* _Work instruction_
Print the lines below exactly, beginning with the one that contains "of the court" and stopping after the last line.

Source data
------------------------------------
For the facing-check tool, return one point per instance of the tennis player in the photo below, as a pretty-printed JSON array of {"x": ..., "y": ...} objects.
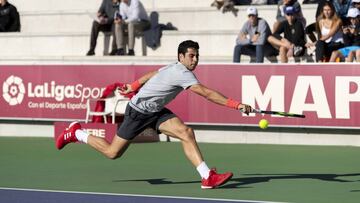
[{"x": 146, "y": 109}]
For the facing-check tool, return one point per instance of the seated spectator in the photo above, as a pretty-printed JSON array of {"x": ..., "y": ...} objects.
[
  {"x": 351, "y": 34},
  {"x": 280, "y": 16},
  {"x": 293, "y": 42},
  {"x": 330, "y": 34},
  {"x": 252, "y": 39},
  {"x": 104, "y": 23},
  {"x": 229, "y": 5},
  {"x": 133, "y": 18},
  {"x": 341, "y": 8},
  {"x": 355, "y": 4},
  {"x": 310, "y": 1},
  {"x": 9, "y": 17}
]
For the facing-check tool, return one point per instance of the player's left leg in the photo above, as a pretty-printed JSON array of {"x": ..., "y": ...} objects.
[
  {"x": 74, "y": 133},
  {"x": 174, "y": 127}
]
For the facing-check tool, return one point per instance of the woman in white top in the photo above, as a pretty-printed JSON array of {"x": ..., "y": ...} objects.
[{"x": 330, "y": 35}]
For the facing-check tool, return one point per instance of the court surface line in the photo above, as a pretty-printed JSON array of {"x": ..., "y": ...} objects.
[{"x": 132, "y": 195}]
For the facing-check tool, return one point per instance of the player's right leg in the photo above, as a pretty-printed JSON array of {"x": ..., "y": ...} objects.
[{"x": 74, "y": 133}]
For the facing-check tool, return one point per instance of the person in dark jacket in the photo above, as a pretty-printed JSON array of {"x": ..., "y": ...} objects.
------------------------------------
* _Task answer_
For the facing-check tool, return one point per instance of the court surface line in the photo above, as a pretty-printed JSON array of {"x": ..., "y": ...} objects.
[{"x": 132, "y": 195}]
For the facing-check tool, return one point per instance of the player's right leg in the photo above, as a pretty-printed JSON array of {"x": ..., "y": ...} objects.
[{"x": 74, "y": 133}]
For the facing-check tool, return one point per instance of the person in dark jacket in the photo above, as a pretty-printed JSON array of {"x": ..., "y": ...} objects.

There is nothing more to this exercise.